**Provided text:**
HARARE, Zimbabwe's Ministry of Industry and Commerce, in partnership with trade promotion body ZimTrade, will spearhead the formulation of the Zimbabwe National Export Strategy, which is expected to develop, facilitate and promote value addition of exports and spur economic growth of the country, says Deputy Minister of Industry and Commerce Chiratidzo Mabuwa.

According to the latest foreign trade report from the Zimbabwe National Statistics Agency, exports declined by 28.66 per cent in April this year when compared with January this year.

Mabuwa told participants at the Ease of Doing Business, Rapid Results Initiative (RRI): End of Second 100 Days Review meeting here Wednesday that the strategy was going to tackle a number of issues that are affecting export growth.

The RRI was Launched in December last year and the first 100 Days ended on March 6 this year while the second 100 Days were launched on the same date.

The stand-alone National Export Strategy is expected to leverage the industrial and trade development policy frameworks that are currently under formulation, Mabuwa said.

The National Export Strategy is also one of the instruments that will help to achieve the objectives of the national development plan, the Zimbabwe Agenda for Sustainable Socio-Economic Transformation (ZimAsset), especially under the Value Addition and Beneficiation cluster.

Mabuwa encouraged stakeholders, particularly the private sector, to actively participate in the consultative process for the National Export Strategy which, when in full swing, is expected to drive the manufacturing sector and other quick-win sectors towards export orientation and international competitiveness.

The Zimbabwe government and the private sector have reached a consensus that export growth was the most effective way for the country to generate much needed foreign currency. Successful implementation of the RRI recommendations is projected to curb some of the trade-impeding regulations and procedures.

ZimTrade chief executive officer Sithembile Pilime said progress had been very slow on legislative reforms. Although there have been efforts to ensure that the Statutory Instruments are changed, these have remained efforts to date," she added.

While the will is there, there appears to be bottlenecks in the drafting and enactment of the requisite statutory reforms. she said.

However, some of the reforms had been implemented since the review meeting held in March this year, which include reduction of processing times for export permits by the Medicines Control Authority of Zimbabwe and simplification of the process of raising CD1 forms by the Reserve Bank of Zimbabwe.

**Records shown:**
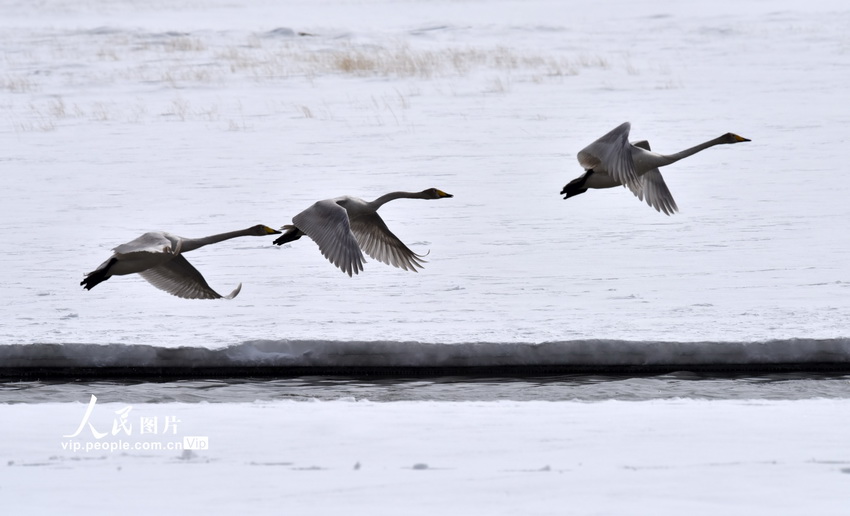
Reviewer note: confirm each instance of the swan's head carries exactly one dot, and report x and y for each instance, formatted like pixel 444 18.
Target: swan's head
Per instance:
pixel 261 230
pixel 435 193
pixel 733 138
pixel 574 187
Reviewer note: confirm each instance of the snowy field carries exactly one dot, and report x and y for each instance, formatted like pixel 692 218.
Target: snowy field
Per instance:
pixel 207 116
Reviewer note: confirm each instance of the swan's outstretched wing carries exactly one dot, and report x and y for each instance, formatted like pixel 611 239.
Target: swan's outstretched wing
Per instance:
pixel 611 154
pixel 152 242
pixel 179 278
pixel 652 188
pixel 326 222
pixel 376 239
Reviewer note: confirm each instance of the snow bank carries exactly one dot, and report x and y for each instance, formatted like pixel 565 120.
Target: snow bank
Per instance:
pixel 355 354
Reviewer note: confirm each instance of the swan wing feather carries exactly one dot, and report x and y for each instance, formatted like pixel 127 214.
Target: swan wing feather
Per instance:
pixel 179 278
pixel 376 240
pixel 326 222
pixel 612 154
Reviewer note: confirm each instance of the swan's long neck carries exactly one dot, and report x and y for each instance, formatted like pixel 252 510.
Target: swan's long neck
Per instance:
pixel 672 158
pixel 380 201
pixel 190 244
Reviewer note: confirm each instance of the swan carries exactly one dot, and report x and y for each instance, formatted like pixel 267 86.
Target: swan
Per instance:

**Things to do:**
1. According to the article on Zimbabwe's National Export Strategy, why have the Zimbabwe government and the private sector settled on export growth? Answer in one to three sentences.
2. Repeat the part of the article on Zimbabwe's National Export Strategy that runs from "According to the" up to and including "formulation, Mabuwa said.".

**Solutions:**
1. The government and the private sector agreed that export growth was the most effective way for Zimbabwe to generate much needed foreign currency.

2.
According to the latest foreign trade report from the Zimbabwe National Statistics Agency, exports declined by 28.66 per cent in April this year when compared with January this year.

Mabuwa told participants at the Ease of Doing Business, Rapid Results Initiative (RRI): End of Second 100 Days Review meeting here Wednesday that the strategy was going to tackle a number of issues that are affecting export growth.

The RRI was Launched in December last year and the first 100 Days ended on March 6 this year while the second 100 Days were launched on the same date.

The stand-alone National Export Strategy is expected to leverage the industrial and trade development policy frameworks that are currently under formulation, Mabuwa said.